Given text =>
** BEGIN **
3
votes

I I am using Kafka 0.10.0 and zookeeper 3.4.6 in my production server .I am having 20 topics each with approx 50 partitions. I am having the total of 100 consumers each subscribed to different topics and partitions .All the consumers are having the same groupId. So will this be the case that if a consumer is added or removed for a specific topic then the consumers attached to the different topic will also undergo rebalancing?

My consumer code is:

public static void main(String[] args) {
        String groupId = "prod"
        String topicRegex = args[0]
        String consumerTimeOut = "10000"
        int n_threads = 1
        if (args && args.size() > 1) {
            ConfigLoader.init(args[1])
        }
        else {
            ConfigLoader.init('development')
        }
        if(args && args.size() > 2 && args[2].isInteger()){
            n_threads = (args[2]).toInteger()
        }

        ExecutorService executor = Executors.newFixedThreadPool(n_threads)
        addShutdownHook(executor)
        String zooKeeper = ConfigLoader.conf.zookeeper.hostName
        List<Runnable> taskList = []
        for(int i = 0; i < n_threads; i++){
            KafkaConsumer example = new KafkaConsumer(zooKeeper, groupId, topicRegex, consumerTimeOut)
            taskList.add(example)
        }
        taskList.each{ task ->
            executor.submit(task)
        }
        executor.shutdown()
        executor.awaitTermination(Long.MAX_VALUE, TimeUnit.SECONDS)
    }

private static ConsumerConfig createConsumerConfig(String a_zookeeper, String a_groupId, String consumerTimeOut) {

        Properties props = new Properties()
** END **
Listing =>
** BEGIN **
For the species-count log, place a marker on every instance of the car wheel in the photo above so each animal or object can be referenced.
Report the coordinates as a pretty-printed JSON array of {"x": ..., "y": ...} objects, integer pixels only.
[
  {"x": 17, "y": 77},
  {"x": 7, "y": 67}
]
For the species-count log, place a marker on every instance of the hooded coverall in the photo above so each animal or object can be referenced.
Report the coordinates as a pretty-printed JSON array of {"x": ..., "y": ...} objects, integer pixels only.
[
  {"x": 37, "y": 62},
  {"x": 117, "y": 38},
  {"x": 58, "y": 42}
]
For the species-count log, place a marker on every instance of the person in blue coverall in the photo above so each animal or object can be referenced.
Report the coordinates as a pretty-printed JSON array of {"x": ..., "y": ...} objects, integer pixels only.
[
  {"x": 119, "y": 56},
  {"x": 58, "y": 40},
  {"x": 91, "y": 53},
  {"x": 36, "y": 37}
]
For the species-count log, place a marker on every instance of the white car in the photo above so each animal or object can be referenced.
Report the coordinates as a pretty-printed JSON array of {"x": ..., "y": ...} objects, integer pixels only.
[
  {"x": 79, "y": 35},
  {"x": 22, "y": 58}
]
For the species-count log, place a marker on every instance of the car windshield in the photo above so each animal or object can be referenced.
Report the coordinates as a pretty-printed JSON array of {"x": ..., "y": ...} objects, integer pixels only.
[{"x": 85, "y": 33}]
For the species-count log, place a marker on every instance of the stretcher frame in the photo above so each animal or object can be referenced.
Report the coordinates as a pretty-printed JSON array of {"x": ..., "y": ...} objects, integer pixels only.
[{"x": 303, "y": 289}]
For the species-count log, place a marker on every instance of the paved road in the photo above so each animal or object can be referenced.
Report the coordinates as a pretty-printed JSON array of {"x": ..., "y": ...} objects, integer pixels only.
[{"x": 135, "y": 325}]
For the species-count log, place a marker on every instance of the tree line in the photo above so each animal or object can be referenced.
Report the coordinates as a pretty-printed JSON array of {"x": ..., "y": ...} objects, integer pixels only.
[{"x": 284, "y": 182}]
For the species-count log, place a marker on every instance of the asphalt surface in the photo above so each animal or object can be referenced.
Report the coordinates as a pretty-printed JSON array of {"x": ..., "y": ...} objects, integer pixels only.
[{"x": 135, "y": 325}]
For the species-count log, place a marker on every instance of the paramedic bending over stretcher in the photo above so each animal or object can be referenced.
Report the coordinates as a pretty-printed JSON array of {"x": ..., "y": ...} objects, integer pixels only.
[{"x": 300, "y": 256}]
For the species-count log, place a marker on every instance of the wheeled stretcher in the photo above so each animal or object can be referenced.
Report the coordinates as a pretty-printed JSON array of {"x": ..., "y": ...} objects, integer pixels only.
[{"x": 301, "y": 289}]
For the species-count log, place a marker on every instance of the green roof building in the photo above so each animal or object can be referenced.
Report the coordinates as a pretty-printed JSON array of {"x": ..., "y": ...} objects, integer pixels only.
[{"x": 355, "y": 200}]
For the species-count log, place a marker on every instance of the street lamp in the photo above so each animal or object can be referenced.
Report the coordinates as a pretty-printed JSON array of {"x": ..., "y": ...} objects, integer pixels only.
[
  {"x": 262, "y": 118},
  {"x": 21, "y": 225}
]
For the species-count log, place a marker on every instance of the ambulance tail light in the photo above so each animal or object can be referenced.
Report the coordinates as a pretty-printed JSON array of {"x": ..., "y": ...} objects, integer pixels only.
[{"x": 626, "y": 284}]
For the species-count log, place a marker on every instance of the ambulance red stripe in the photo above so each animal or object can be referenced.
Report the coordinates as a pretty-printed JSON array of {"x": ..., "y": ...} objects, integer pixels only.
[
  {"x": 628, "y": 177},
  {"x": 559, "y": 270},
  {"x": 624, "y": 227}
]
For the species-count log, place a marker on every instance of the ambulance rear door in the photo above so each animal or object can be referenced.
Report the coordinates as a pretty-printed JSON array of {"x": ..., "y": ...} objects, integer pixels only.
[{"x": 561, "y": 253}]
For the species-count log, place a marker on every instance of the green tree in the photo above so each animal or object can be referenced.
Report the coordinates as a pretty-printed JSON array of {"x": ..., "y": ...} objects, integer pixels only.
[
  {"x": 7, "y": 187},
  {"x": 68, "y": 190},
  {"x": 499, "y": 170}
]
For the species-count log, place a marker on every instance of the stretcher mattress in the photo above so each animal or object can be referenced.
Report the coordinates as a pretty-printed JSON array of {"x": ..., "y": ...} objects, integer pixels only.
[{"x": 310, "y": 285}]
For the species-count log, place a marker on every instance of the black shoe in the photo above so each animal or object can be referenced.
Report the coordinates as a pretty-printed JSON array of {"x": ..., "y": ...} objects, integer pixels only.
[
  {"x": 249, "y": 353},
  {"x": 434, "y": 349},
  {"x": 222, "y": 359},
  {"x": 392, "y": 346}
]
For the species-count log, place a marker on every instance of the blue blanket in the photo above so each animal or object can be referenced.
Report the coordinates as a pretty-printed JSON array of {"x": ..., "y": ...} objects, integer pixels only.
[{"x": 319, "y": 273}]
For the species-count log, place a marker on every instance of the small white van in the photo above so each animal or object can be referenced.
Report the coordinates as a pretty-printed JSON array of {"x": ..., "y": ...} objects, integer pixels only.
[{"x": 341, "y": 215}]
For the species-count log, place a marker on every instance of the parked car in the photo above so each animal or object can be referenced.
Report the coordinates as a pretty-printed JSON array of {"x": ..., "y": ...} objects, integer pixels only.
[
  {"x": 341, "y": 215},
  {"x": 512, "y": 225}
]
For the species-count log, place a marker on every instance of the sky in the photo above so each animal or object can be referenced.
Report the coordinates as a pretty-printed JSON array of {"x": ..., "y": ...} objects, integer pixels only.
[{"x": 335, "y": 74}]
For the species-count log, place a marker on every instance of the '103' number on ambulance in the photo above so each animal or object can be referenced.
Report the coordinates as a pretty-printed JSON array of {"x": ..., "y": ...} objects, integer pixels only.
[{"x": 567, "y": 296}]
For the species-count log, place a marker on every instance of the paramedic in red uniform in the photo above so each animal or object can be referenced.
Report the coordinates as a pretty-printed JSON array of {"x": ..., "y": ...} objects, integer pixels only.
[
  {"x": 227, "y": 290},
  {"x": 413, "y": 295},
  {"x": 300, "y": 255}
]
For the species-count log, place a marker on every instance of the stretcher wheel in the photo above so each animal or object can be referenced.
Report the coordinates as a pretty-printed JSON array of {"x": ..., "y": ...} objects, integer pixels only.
** END **
Problems and tasks =>
(A) According to the Kafka post, how many topics are on the production server, and roughly how many partitions does each have?
(B) For each statement, say whether it agrees with the Kafka post, and quote the words that decide it.
(i) Every consumer uses the same groupId.
(ii) The code sets the consumer timeout to 5000.
(iii) The thread count starts at 1 in the code.
The rows come from a separate source and are not part of the Kafka post.

Results in order =>
(A) There are 20 topics, each with about 50 partitions.

(B)
(i) Yes: "All the consumers are having the same groupId."
(ii) No: "String consumerTimeOut = "10000""
(iii) Yes: "int n_threads = 1"